Given records:

________________________________________

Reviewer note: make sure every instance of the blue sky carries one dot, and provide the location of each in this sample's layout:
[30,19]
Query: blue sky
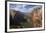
[22,7]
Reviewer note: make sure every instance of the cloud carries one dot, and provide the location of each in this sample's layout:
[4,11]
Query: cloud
[22,7]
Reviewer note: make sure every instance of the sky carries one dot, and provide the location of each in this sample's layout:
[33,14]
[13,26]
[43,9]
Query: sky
[22,7]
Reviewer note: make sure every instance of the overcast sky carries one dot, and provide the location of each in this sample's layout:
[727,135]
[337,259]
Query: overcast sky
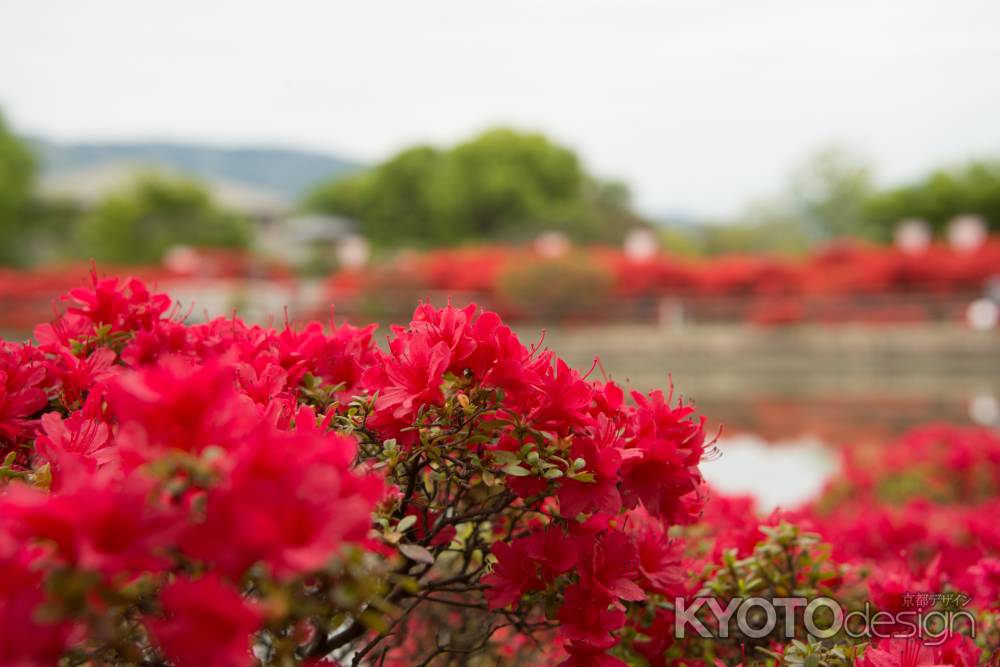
[698,105]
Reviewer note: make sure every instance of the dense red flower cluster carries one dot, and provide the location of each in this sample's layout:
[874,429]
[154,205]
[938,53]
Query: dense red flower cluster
[187,488]
[844,269]
[228,494]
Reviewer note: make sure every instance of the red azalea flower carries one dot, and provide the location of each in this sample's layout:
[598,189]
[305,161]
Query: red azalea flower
[613,567]
[513,575]
[207,624]
[583,655]
[585,617]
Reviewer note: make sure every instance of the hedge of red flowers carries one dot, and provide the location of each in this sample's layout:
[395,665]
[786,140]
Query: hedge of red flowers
[846,281]
[224,494]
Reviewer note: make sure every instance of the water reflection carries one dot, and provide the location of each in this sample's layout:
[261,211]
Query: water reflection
[779,474]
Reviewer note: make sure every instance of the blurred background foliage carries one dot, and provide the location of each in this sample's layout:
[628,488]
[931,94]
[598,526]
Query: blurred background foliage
[503,185]
[158,212]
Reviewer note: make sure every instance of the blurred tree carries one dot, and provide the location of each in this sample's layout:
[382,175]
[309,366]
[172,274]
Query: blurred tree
[556,289]
[17,174]
[828,191]
[972,188]
[502,184]
[823,199]
[140,224]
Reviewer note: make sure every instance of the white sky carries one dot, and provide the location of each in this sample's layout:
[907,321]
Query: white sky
[698,105]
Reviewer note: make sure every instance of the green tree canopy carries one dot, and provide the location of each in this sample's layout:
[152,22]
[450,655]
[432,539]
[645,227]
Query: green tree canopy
[157,212]
[972,188]
[17,174]
[501,184]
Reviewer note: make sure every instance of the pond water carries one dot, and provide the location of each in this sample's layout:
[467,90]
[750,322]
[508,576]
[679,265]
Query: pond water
[784,401]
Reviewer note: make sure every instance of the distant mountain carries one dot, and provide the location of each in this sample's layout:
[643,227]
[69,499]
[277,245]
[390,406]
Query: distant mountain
[284,172]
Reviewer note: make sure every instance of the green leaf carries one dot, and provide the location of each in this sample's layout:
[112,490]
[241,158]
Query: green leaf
[406,523]
[417,553]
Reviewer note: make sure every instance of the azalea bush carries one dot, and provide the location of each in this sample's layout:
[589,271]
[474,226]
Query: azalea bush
[846,281]
[226,494]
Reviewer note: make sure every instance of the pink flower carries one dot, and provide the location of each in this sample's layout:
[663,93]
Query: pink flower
[583,655]
[585,617]
[288,500]
[207,624]
[513,575]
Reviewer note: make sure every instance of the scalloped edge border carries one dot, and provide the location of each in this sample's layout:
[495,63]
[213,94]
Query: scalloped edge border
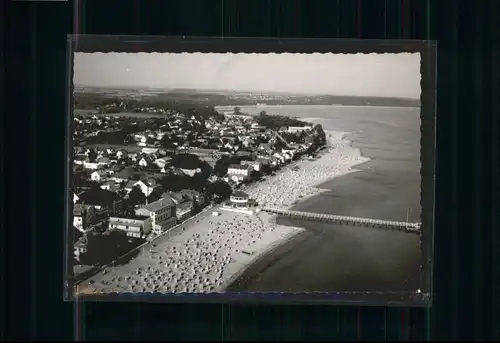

________________________________________

About this task:
Look for the string "border" in the entries above. Copy every line that has it.

Task result:
Reviewer note: make sure every instance of the scalloped edge border carries one dot, and provide the location of each in this sample's layout:
Query: scalloped edge border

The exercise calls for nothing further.